(Text excerpt)

Bobbie G. Bayless, Bayless & Stokes, Houston, TX, for defendants.

MEMORANDUM AND ORDER

CRONE, United States Magistrate Judge.

Pending before the court is Defendants Medical Towers, Ltd. (MTL), Diva Corporation ("Diva"), and David A. Lawson's ("Lawson") Motion for Summary Judgment (# 45). MTL, Diva, and Lawson seek summary judgment on Humphreys' claims of intentional infliction of emotional distress, hostile environment and quid pro quo sexual harassment, sex discrimination, retaliation, constructive discharge, and violations of the Texas Commission on Human Rights Act ("TCHRA"). Defendants also contend that Lawson cannot be held personally liable in this action and dispute certain elements of damages claimed by Humphreys.

Having reviewed the motion, the submissions of the parties, the pleadings, and the applicable law, this court is of the opinion that the defendants' motion for summary judgment should be granted in part and denied in part.

I. Background.

On April 1, 1988, Humphreys was hired by MTL, a limited partnership which owns the Medical Towers Building located at 1709 Dryden in Houston, Texas. Humphreys was originally employed as an administrative assistant to Lawson, who was her supervisor. Lawson is the president and sole shareholder of Diva, which, in turn, is the general and managing partner of MTL. Lawson is also a limited partner of MTL. Diva has a contract to provide management services for MTL. Humphreys was promoted to bookkeeper and later, in the Spring of 1989, to building manager. Humphreys' responsibilities as building manager included administration of the office, tenant relations, and overseeing the bookkeeping.

In November 1989, there was an altercation between Humphreys and Roger Bailey ("Bailey"), the chief engineer for the Medical Towers Building, over a maintenance matter. According to Humphreys, Bailey called her a "bitch" and a "whore" and threw a paperweight at her. Humphreys asserts that after this incident, Bailey repeatedly exhibited abusive behavior towards her throughout the course of her employment. She also contends that Bailey, ostensibly her subordinate, refused to take directions from her and did not allow employees working under him to communicate with her directly.

(End Text excerpt)

▶ **Problem**: Proceed with the court memorandum on the Humphreys sexual harassment case, starting right after its last sentence. The records that come next are separate material and are not part of the court memorandum.

(Dataset entries)

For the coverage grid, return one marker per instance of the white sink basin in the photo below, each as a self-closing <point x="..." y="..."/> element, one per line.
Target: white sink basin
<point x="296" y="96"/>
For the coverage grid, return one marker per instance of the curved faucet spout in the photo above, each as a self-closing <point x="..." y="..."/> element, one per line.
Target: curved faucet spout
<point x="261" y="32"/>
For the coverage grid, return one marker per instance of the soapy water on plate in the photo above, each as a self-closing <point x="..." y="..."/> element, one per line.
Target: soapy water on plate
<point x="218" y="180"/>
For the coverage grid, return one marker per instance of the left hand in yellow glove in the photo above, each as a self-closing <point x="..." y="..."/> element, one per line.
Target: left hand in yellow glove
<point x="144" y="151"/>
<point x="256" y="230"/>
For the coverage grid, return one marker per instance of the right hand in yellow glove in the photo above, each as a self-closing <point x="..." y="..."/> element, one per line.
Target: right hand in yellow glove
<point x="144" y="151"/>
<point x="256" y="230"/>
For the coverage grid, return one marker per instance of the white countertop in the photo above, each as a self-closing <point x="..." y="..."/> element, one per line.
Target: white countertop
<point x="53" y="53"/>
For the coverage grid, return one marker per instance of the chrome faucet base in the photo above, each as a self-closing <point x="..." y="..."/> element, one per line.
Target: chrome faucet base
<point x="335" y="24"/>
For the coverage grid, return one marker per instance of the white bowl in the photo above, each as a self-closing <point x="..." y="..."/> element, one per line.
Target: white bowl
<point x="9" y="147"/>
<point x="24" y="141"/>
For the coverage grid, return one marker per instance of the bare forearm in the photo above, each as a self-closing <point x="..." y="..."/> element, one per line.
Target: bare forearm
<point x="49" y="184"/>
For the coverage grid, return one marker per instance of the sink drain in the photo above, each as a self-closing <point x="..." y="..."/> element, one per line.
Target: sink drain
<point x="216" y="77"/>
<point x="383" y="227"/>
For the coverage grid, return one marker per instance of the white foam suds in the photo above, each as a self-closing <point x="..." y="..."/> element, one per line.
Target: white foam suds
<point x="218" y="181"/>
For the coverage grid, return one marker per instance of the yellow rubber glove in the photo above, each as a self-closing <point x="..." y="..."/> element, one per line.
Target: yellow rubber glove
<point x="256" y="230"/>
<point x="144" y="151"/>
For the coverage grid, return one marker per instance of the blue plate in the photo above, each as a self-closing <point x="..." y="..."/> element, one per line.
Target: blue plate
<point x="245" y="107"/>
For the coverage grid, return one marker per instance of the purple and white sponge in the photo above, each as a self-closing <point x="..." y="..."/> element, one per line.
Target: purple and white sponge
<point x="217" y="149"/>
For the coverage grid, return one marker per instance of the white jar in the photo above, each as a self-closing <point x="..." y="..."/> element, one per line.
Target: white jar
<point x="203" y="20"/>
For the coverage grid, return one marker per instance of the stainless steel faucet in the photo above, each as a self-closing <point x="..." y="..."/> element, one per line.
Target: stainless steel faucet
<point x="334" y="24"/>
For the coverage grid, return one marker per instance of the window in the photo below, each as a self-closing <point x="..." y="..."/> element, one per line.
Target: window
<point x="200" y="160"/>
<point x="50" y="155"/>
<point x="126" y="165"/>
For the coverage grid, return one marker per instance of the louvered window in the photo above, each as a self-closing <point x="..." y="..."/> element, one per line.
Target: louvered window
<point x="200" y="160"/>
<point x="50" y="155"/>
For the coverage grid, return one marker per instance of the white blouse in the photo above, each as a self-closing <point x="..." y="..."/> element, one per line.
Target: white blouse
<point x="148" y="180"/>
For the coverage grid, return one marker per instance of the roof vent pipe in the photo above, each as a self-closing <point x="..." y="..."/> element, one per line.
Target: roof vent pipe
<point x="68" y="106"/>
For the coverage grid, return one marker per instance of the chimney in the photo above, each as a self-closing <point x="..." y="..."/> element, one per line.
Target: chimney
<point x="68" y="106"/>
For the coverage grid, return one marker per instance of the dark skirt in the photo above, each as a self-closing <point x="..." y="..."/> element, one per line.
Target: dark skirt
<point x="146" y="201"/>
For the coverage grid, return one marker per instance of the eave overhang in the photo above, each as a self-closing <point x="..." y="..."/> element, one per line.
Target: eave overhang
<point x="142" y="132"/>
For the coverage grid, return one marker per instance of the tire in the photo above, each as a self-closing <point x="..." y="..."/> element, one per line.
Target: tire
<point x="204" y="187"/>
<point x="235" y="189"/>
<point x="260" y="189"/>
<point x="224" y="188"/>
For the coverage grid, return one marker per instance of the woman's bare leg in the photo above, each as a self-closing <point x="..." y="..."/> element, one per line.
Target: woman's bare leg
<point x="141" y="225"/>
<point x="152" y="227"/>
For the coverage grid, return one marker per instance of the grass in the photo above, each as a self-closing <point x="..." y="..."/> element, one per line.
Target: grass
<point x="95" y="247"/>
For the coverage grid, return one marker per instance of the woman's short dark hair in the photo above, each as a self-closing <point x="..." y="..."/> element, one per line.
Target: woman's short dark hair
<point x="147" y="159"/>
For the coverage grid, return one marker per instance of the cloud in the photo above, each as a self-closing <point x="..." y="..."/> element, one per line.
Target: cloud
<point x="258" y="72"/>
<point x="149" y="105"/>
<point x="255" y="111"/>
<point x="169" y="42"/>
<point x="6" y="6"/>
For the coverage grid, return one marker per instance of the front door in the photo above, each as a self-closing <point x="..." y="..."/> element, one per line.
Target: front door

(End Dataset entries)

▶ **Output for this exercise**:
In April 1993, Lawson hired a personal friend, Drew Crispin ("Crispin"), to work on a safety project and to serve as a buffer between Humphreys and Bailey, who were not on speaking terms. According to Humphreys, Crispin started assuming some of her duties and ultimately functioned as the de facto building manager. When Humphreys was no longer employed at MTL, Crispin officially replaced Humphreys as building manager.

On August 27, 1993, when Bailey called a tenant's employee who had answered the telephone in the management office a "bitch," mistakenly believing her to be Humphreys, Humphreys and Lawson disagreed over Humphreys' handling of the situation. Humphreys' employment at MTL ended on August 30, 1993, when she left the building after arguing with Lawson.

Humphreys filed a charge of discrimination with the Equal Employment Opportunity Commission ("EEOC") on September 24, 1993, alleging violations of Title VII of the Civil Rights Act of 1964 ("Title VII"), including sexual harassment, sex discrimination, and retaliation. After the EEOC issued Humphreys a right to sue letter, she initiated this action on April 12, 1994. On May 15, 1995, MTL, Diva, and Lawson filed the instant motion for summary judgment on all of Humphreys' claims.

II. Analysis.
A. The Applicable Standard.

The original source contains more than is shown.